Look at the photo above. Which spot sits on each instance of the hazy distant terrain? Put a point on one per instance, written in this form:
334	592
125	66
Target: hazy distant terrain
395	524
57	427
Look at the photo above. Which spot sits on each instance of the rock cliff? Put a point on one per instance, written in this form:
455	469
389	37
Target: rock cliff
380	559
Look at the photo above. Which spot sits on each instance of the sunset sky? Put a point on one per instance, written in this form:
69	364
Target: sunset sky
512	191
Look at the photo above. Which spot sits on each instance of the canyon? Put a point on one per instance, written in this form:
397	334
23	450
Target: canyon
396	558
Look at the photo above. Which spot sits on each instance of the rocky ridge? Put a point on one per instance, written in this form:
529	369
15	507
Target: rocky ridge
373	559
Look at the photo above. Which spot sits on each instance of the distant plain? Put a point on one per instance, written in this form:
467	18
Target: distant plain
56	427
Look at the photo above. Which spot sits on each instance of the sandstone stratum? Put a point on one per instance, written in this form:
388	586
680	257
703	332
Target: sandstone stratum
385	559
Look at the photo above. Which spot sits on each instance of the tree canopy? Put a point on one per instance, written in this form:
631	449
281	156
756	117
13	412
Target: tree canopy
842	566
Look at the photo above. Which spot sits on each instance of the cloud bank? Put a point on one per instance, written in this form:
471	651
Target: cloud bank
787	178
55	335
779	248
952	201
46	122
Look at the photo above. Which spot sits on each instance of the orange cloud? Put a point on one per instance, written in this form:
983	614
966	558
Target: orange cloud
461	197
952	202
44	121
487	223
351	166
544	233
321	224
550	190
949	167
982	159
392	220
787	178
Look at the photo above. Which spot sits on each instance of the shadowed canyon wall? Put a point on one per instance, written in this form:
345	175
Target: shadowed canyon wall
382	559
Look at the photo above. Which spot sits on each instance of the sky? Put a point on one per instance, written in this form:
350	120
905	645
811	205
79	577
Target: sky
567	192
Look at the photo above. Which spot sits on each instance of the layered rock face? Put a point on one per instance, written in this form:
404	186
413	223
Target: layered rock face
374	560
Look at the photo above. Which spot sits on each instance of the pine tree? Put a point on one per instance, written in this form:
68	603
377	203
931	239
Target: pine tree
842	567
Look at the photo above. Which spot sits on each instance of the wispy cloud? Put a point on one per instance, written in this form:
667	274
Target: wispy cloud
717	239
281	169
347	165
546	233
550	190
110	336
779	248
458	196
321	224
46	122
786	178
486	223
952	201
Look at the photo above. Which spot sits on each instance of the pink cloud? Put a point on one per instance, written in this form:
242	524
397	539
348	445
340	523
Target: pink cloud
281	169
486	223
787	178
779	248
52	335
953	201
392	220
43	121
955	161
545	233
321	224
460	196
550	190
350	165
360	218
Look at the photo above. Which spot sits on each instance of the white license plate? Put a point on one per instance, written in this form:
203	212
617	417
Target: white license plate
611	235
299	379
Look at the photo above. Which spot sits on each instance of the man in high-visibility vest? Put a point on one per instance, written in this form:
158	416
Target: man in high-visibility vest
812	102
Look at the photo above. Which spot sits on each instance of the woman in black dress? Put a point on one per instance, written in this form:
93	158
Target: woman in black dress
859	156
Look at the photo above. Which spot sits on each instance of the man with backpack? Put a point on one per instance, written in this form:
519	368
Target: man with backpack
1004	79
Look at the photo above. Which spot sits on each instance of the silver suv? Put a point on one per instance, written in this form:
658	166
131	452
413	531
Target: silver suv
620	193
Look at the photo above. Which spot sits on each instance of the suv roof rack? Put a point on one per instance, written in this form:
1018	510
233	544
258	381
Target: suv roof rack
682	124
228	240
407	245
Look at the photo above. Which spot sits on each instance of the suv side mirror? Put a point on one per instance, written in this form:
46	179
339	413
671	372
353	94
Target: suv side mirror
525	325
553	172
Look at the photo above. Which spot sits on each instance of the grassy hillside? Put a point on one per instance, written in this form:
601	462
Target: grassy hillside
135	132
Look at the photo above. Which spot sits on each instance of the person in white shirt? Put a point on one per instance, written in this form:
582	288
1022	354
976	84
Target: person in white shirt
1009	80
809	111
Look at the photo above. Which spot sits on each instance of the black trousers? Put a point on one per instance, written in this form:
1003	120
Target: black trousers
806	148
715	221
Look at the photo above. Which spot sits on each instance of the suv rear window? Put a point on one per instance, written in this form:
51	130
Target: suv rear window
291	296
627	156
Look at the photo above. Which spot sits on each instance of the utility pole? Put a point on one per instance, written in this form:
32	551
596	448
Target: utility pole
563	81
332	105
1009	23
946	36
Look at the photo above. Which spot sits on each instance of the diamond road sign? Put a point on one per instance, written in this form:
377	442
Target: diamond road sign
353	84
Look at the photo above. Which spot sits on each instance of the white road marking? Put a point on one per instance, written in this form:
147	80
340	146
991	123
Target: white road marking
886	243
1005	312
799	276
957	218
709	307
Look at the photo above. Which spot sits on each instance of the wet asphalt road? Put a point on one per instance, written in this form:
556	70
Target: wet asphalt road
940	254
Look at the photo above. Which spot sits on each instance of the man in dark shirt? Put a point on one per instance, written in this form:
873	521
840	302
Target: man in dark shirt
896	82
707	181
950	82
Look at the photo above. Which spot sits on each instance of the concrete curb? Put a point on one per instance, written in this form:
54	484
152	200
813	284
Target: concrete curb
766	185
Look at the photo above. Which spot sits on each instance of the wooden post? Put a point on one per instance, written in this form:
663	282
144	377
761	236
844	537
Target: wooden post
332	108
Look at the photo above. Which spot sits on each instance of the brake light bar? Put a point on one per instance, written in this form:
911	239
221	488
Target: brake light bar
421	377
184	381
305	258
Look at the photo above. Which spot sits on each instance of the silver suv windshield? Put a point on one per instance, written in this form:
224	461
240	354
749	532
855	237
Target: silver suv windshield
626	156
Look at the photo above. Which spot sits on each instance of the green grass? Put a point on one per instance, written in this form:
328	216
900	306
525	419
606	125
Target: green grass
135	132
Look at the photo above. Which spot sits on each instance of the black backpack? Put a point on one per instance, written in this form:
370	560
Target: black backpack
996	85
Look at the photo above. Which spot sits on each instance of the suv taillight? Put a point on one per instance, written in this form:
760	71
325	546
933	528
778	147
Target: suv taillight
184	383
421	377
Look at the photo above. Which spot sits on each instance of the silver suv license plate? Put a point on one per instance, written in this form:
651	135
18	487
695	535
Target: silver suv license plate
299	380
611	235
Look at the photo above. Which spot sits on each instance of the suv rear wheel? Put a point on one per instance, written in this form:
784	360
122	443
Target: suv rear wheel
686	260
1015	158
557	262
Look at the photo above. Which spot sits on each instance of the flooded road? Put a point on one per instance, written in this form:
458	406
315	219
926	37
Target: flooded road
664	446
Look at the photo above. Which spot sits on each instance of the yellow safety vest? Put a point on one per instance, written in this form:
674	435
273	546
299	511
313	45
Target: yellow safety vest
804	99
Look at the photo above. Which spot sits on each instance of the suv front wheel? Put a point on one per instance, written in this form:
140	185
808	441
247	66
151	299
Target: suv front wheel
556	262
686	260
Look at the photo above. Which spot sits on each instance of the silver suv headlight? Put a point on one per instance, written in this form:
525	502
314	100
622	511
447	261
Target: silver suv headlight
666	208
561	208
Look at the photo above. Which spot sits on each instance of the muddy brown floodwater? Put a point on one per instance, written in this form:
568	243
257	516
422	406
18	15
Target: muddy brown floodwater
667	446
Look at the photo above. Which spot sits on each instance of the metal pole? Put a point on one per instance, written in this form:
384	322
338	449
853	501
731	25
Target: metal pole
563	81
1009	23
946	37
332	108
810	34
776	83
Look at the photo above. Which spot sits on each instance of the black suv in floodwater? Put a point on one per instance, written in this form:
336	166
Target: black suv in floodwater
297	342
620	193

Required action. When you write the entries out again, keep every word and mark exactly as it is.

Result of this task.
Look at the photo above. Which spot sits on each instance of the hazy distant terrain? Put a point on one per instance, written in this form:
334	592
125	66
Target: hazy distant terrain
395	524
57	427
Look at the photo above. Which spot sits on each instance of the rock cliff? Put a point on one per instance, written in this form:
455	469
389	37
Target: rock cliff
380	559
Look at the photo above. Which spot sits on each instance of the sunset sky? Put a point on one per instance, written in this form:
69	364
Target: sunset sky
512	191
Look at the photo above. Which spot sits on each instance of the canyon? Put a point on one per instance, written in this form:
397	334
23	450
Target: canyon
396	558
Look at the photo above. Which spot sits on each instance of the rocky ridge? Put a point on one per instance, written in this form:
529	369
15	507
Target: rocky ridge
373	559
Look at the photo above. Which spot sits on each instance of the distant plain? Put a point on one per instance, written in this form:
467	18
Target: distant plain
56	427
Look at the photo above. Which spot sits on each instance of the sandstone stratum? Put a point on one per instance, written in this form:
388	586
680	257
703	332
Target: sandstone stratum
385	559
Look at the photo above. Which spot sits on each instance of the tree canopy? Put a point on one per instance, written in this form:
631	449
281	156
756	117
13	412
Target: tree canopy
842	566
Look at the photo above. Which spot sits on each instance of the cloud bank? Put a point on one per instance, written in this form:
471	651
Target: cloud bank
787	178
55	335
779	248
952	201
46	122
Look at the photo above. Which spot sits on each instance of the orange cloud? Put a point on one per instance, written in this form:
983	614
966	558
Target: orange cloud
461	197
952	202
44	121
487	223
351	166
544	233
321	224
550	190
949	167
982	159
392	220
787	178
Look at the photo above. Which spot sits on each instance of the shadowed canyon wall? Put a point on one per instance, written in this form:
345	175
Target: shadowed canyon wall
382	559
Look at the photo above. Which spot sits on each instance of the sky? Put a point on one per instance, written in this form:
350	120
905	645
811	205
79	577
Target: sky
567	192
Look at the photo above. Which spot sits on each instance of the layered rock face? Put a point on one per instance, written in this form:
404	186
413	223
Target: layered rock face
374	560
Look at the photo above. Which spot sits on each instance of the pine tree? Put a point on one per instance, written in this form:
68	603
377	203
931	239
Target: pine tree
842	567
Look at the photo above. Which spot sits on each instance of the wispy cloud? Put a point on one per instance, written in this form:
667	274
Target: wispy cloud
717	239
281	169
347	165
546	233
550	190
110	336
779	248
458	196
321	224
46	122
786	178
486	223
952	201
Look at the photo above. Which spot sits on each instance of the pink cloud? Put a point on one per instance, written in this form:
242	524
397	539
348	445
340	523
Target: pink cloud
281	169
486	223
787	178
779	248
52	335
953	201
392	220
43	121
955	161
545	233
321	224
460	196
550	190
350	165
360	218
Look at the photo above. Which spot sits on each instance of the white license plate? Put a point on one per instance, written in this form:
203	212
617	417
Target: white license plate
611	235
299	379
Look at the photo above. Which spot sits on each instance of the man in high-visibility vest? Put a point on one per instance, written in this form:
158	416
Target: man in high-visibility vest
812	102
Look at the photo above. Which spot sits on each instance of the woman in black dress? Put a point on one per instance, written in this form:
93	158
Target: woman in black dress
859	156
Look at the photo above. Which spot sits on each instance of the man with backpack? Put a point on one per instance, written in this form:
519	368
Target: man with backpack
1004	79
Look at the photo above. Which spot sits on each instance of the silver suv? Put a point on one per instance, written in this form:
658	166
131	452
413	531
Target: silver suv
620	193
Look at the photo above. Which spot sits on each instance of the suv roof rack? Put a point on one per instance, written in this form:
1018	510
233	544
258	381
Target: suv roof rack
682	124
228	240
407	245
Look at the photo above. Which spot sits on each instance of the suv side mirror? Put a point on one per instance, written in this form:
46	179
339	413
671	372
353	94
Target: suv side mirror
525	325
553	172
Look at the photo above. Which spot sits on each instance of the grassy hillside? Put a point on one per instance, written in this form:
601	462
Target: grassy hillside
135	132
Look at the photo above. Which spot sits on each instance of the person in white shirt? Put a point on one per instance, written in this form:
582	288
1022	354
976	84
Target: person in white shirt
1009	80
809	111
Look at the photo above. Which spot sits on each instance of the black trousers? Put a point on one per instance, written in this form:
1003	120
Target: black trousers
806	148
715	221
Look at the photo above. Which spot sits on each instance of the suv rear window? Put a point on one per instance, written in this form:
51	130
Target: suv rear window
291	296
627	156
Look at the photo above. Which spot sits on each instance of the utility pole? Put a point on one per instance, written in this form:
32	551
596	448
Target: utility pole
563	81
332	105
1009	23
946	36
Look at the photo above. Which spot sits on each instance of the diamond road sign? Put a point on one per instance, written in this form:
377	442
Target: diamond road sign
353	84
Look at the photo above. Which spot sits on each instance of the white road marking? Put a point on one per instance, written in this form:
147	80
340	146
991	123
Target: white road marking
886	243
1005	312
799	276
957	218
709	307
Look at the photo above. Which spot sits on each instance of the wet asphalt road? Put a point on one per instance, written in this form:
556	70
Target: wet asphalt road
940	254
Look at the photo above. Which spot sits on each instance of the man in dark shirt? Put a point on one per instance, written in this form:
873	521
840	302
Target: man in dark shirt
896	82
707	181
950	82
Look at the photo above. Which spot sits on each instance of the concrete curb? Put a point on one per instance, written in this form:
54	484
152	200
813	284
Target: concrete curb
766	185
Look at the photo above. Which spot sits on each instance of the wooden post? Put a point on one per instance, written in this form:
663	282
144	377
761	236
844	537
Target: wooden post
332	108
Look at the photo above. Which spot sits on each instance of the brake light bar? Put a point on one per instance, written in this form:
911	239
221	488
Target: brake light bar
421	377
184	381
305	258
Look at the photo above. Which spot sits on each instance of the silver suv windshield? Put a point on one per instance, written in this form:
224	461
240	354
749	532
855	237
Target: silver suv windshield
626	156
Look at the photo above. Which spot sits on each instance of the green grass? Put a point on one per instance, written in this form:
328	216
900	306
525	419
606	125
Target: green grass
135	132
Look at the photo above. Which spot sits on each instance of the black backpack? Put a point on one per instance, written in this form:
370	560
Target: black backpack
996	85
Look at the photo above. Which spot sits on each instance of the suv taillight? Put a point on one per instance, written in this form:
760	71
325	546
933	528
778	147
Target: suv taillight
184	383
421	377
Look at the photo above. Which spot sits on each instance of the silver suv license plate? Put a point on one per instance, written in this form:
651	135
18	487
695	535
Target: silver suv license plate
299	380
611	235
Look at the photo above. Which spot sits on each instance of the suv rear wheel? Put a point on one per instance, written in this form:
784	360
122	443
Target: suv rear wheel
686	260
1015	158
557	262
Look at the photo above. Which spot sits on each instance of the flooded road? Put a point on one per instance, written in this form:
458	406
315	219
926	37
Target: flooded road
664	446
Look at the photo above. Which spot sits on each instance of the yellow safety vest? Put a point on one per instance, written in this form:
674	435
273	546
299	511
313	45
Target: yellow safety vest
804	99
Look at the photo above. Which spot sits on each instance of the suv front wheel? Put a point on one per instance, written in this form:
140	185
808	441
247	66
151	299
Target: suv front wheel
556	262
686	260
Look at the photo above. Which spot sits on each instance of the silver suv headlight? Put a point on one per instance, written in this form:
525	502
314	100
622	511
447	261
Target: silver suv headlight
666	208
561	208
Look at the photo above. Which spot sits on each instance of the muddy brown floodwater? Put a point on one per instance, written in this form:
568	243
257	516
422	406
18	15
Target: muddy brown floodwater
667	446
Look at the photo above. Which spot sits on each instance of the metal pole? Put a point on one per instance, written in this form:
384	322
338	449
853	501
731	25
Target: metal pole
563	81
1009	23
946	37
332	108
810	34
776	83
Look at the photo above. Which spot sits on each instance of the black suv in floodwater? Put a point on one per instance, written in this form:
336	166
Target: black suv in floodwater
297	342
620	193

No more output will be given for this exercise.